_WORK TO BE COMPLETED_.
In the entries below, the lines from the one with "the green plant" through the one with "green leaf, the" are to be copied exactly; both ends count.

_PROVIDED MATERIAL_.
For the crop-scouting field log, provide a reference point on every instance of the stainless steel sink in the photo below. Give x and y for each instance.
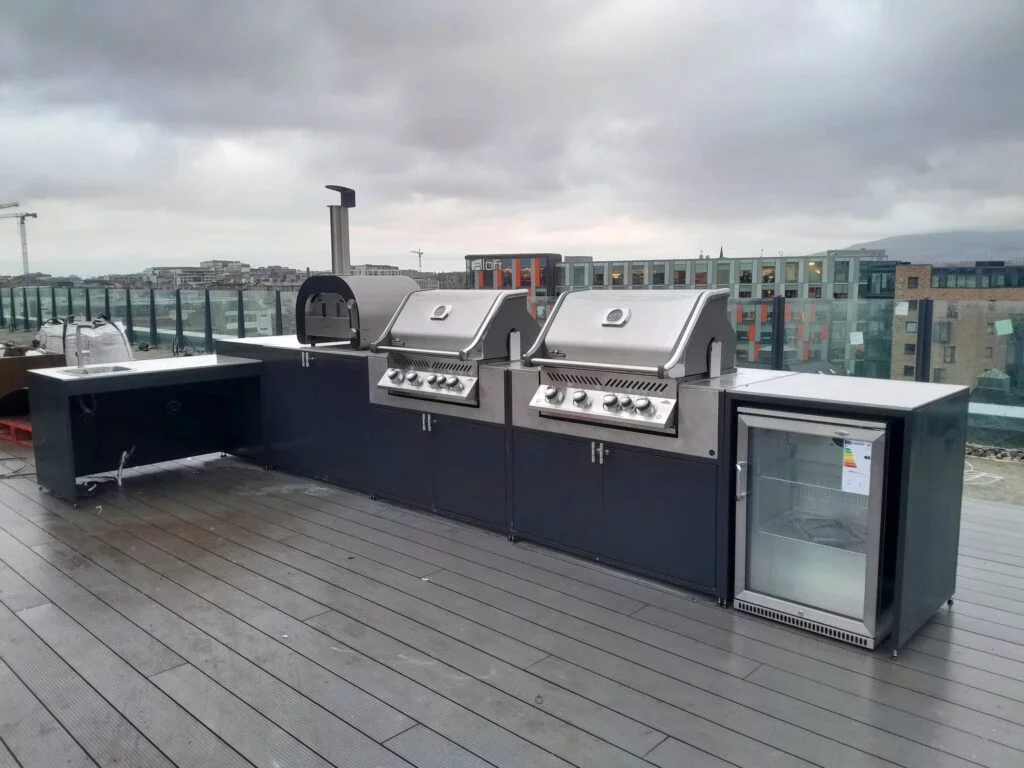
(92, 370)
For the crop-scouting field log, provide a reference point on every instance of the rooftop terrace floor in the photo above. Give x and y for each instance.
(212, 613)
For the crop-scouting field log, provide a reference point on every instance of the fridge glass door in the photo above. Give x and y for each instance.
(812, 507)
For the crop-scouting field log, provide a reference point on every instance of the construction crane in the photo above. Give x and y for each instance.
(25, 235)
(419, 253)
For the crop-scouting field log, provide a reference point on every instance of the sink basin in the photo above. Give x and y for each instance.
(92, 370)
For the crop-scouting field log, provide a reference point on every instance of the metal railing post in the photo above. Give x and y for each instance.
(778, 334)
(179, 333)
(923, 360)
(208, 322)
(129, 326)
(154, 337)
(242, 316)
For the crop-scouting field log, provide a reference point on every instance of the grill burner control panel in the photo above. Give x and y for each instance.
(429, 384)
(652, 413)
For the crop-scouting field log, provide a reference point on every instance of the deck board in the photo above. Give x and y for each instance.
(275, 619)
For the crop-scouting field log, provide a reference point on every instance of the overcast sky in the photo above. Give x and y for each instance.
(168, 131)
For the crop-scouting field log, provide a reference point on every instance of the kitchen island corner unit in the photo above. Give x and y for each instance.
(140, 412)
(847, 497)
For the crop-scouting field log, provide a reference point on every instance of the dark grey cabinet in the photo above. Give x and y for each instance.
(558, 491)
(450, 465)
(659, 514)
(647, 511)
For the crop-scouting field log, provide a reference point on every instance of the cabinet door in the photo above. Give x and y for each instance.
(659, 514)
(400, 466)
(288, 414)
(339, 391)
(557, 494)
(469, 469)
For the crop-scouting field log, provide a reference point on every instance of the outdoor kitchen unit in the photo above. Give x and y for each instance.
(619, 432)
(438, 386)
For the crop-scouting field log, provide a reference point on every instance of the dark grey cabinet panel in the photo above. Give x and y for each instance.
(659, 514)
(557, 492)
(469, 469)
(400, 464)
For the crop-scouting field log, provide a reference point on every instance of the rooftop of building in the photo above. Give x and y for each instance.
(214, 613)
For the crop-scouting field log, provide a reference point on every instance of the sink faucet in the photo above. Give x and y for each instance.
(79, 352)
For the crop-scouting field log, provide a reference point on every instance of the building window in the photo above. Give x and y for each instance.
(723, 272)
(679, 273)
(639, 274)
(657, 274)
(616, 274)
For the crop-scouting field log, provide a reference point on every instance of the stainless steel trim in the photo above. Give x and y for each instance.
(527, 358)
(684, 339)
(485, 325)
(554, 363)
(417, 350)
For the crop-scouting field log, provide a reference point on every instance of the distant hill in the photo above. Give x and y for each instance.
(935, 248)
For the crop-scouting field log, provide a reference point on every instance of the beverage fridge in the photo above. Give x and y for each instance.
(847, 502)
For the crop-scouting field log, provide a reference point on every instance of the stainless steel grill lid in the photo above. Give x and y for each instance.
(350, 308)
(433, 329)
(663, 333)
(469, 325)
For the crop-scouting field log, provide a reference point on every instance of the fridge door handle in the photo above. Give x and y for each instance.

* * *

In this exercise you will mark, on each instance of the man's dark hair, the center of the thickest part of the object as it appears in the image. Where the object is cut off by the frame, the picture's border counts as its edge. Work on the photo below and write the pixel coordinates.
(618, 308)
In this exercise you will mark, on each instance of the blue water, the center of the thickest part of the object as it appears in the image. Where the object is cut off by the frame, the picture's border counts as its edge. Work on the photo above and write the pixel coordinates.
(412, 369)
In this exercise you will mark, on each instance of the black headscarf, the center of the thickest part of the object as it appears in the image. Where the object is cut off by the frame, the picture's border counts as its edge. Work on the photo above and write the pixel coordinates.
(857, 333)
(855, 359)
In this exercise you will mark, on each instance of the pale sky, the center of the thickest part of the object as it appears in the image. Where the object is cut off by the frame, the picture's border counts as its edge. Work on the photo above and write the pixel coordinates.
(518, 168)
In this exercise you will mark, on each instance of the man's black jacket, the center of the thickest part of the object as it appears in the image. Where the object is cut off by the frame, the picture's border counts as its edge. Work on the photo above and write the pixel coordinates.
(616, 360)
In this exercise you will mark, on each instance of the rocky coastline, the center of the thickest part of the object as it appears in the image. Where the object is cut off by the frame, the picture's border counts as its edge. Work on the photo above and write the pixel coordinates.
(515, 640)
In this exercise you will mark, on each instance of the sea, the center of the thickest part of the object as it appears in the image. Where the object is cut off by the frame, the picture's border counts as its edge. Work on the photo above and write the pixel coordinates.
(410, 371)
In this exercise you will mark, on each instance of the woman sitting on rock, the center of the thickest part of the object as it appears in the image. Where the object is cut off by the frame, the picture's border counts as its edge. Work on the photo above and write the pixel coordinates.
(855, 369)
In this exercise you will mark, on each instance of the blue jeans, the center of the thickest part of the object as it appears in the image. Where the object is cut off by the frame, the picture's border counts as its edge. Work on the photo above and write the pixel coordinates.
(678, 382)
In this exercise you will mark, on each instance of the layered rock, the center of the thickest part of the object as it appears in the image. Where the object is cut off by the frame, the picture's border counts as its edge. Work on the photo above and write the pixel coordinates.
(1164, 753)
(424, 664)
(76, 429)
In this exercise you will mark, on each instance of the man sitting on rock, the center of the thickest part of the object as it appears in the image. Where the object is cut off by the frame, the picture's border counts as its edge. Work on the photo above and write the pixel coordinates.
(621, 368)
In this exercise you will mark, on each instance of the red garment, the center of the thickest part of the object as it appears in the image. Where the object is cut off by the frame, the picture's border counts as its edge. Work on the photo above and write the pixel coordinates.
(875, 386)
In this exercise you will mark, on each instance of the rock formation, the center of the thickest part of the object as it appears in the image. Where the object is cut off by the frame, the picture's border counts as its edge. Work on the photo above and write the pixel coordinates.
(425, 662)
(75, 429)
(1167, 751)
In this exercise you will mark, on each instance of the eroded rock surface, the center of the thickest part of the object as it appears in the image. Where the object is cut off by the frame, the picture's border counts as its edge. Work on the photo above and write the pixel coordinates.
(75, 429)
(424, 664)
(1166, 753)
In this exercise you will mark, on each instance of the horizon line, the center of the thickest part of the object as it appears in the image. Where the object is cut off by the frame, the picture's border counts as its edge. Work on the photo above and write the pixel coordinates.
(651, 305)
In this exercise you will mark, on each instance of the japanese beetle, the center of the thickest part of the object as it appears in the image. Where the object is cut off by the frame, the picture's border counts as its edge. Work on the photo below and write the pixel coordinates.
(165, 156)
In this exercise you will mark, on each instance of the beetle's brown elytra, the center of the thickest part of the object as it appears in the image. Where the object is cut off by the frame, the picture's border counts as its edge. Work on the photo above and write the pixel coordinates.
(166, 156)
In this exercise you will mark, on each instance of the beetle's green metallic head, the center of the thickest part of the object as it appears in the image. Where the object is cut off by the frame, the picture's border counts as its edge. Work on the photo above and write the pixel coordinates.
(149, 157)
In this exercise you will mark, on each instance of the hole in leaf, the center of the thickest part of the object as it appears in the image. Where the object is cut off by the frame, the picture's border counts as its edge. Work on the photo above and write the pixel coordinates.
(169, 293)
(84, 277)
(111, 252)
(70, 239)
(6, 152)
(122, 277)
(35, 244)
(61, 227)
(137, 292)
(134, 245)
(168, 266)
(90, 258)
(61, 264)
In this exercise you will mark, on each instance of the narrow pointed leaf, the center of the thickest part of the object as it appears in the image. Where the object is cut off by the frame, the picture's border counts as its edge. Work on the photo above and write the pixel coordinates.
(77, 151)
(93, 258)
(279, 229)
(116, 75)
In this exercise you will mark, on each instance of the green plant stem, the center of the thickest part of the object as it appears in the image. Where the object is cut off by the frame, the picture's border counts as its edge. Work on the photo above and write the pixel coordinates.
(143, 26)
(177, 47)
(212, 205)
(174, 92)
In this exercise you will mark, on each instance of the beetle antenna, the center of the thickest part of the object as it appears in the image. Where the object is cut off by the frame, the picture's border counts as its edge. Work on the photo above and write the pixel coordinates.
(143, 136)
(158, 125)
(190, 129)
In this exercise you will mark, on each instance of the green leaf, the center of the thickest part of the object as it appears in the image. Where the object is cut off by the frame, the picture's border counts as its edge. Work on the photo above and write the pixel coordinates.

* * *

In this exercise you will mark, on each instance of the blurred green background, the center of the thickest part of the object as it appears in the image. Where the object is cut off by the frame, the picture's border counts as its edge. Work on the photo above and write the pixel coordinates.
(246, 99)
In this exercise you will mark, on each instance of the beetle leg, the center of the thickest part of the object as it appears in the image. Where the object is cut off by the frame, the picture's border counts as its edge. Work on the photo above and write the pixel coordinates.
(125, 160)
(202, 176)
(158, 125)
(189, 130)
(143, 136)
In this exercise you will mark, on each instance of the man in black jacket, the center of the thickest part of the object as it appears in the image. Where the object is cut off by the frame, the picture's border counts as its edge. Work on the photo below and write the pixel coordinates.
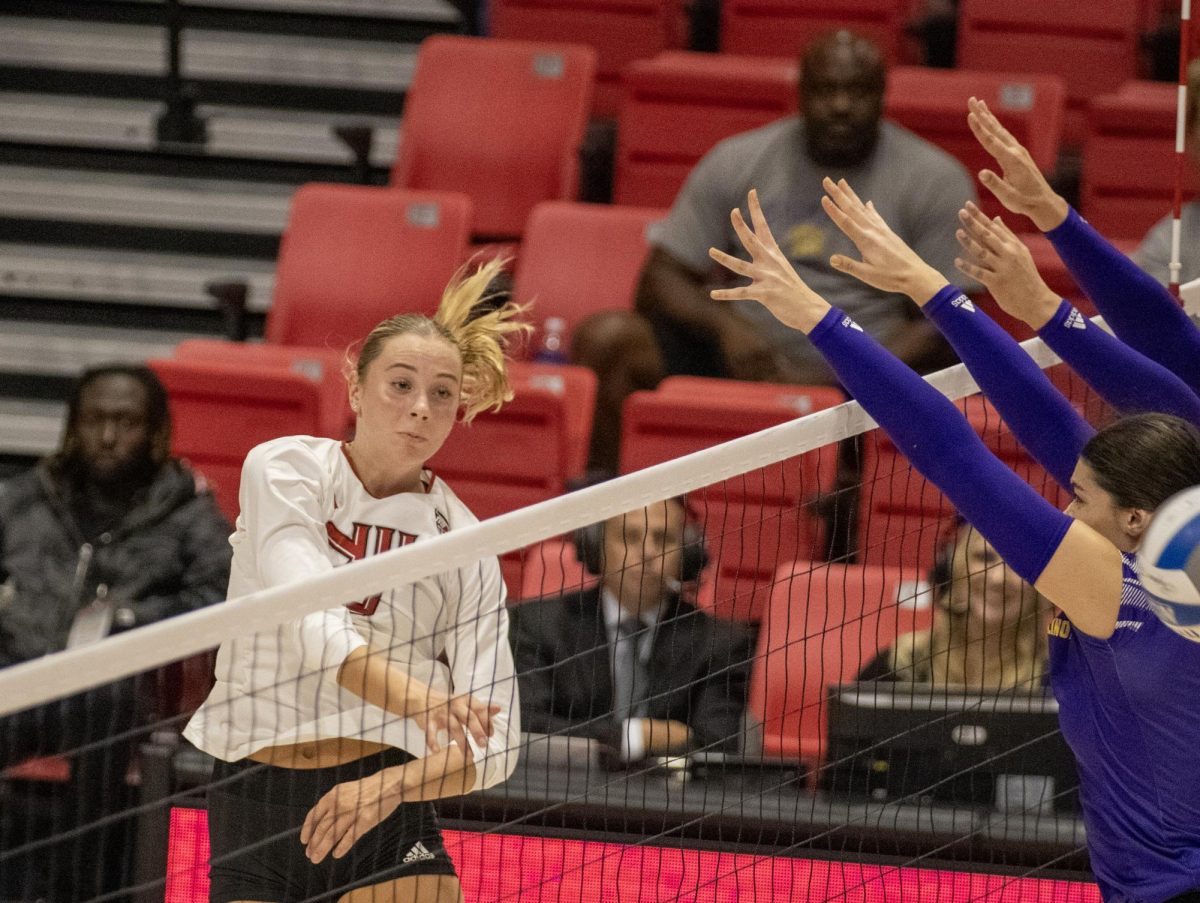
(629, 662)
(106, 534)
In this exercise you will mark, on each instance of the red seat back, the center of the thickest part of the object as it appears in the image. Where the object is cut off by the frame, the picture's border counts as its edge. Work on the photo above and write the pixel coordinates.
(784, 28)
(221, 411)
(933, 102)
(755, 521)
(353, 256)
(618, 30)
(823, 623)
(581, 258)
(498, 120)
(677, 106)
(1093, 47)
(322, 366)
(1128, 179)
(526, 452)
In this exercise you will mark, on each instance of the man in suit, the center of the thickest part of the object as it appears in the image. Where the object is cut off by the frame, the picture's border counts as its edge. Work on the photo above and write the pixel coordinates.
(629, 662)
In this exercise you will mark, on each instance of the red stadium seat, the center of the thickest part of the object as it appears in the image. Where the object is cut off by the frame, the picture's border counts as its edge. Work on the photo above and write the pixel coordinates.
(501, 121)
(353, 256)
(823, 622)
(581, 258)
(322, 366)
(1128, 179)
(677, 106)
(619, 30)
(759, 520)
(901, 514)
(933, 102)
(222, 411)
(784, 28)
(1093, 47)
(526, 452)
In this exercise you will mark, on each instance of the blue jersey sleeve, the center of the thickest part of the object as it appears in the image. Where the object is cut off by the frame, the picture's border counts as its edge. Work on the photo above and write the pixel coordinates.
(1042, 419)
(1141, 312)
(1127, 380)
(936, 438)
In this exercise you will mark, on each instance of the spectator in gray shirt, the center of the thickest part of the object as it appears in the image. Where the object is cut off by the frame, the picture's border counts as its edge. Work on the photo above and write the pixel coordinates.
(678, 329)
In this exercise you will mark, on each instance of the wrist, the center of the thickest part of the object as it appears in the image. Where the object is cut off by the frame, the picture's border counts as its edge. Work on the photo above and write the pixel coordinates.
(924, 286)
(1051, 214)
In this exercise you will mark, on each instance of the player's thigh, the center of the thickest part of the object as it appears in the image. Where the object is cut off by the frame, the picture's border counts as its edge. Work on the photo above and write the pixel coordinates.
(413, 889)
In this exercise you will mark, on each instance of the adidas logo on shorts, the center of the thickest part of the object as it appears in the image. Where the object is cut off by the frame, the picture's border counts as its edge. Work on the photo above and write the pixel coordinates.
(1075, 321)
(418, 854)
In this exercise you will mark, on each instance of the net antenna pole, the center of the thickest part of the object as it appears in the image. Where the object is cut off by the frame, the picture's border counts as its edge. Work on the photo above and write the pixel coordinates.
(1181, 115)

_REPLY_.
In this exercise you will mark, on each instance of the green plant stem, the center of the thickest part of the object as it appears in the image. Where the object is cut off by the frame, the picture's border counts as its edge. Work on the photo above and write the pixel coordinates.
(143, 26)
(177, 47)
(212, 205)
(174, 92)
In this exercise you will mark, on each instance of the beetle antenna, the center of the thickest part of the object as it appears in the image. Where the object is cut off by the frame, the picture's border counts as its edge. Work on the photo above and write the pixel coordinates.
(143, 136)
(158, 125)
(190, 129)
In this exercise you will mark, on each instance of the green leaf, the center of the thickest part of the object as it appears in the image. Where the object is cut off by the frame, the picture's border counts as its edge. Work on the photo above and write the pixel coordinates.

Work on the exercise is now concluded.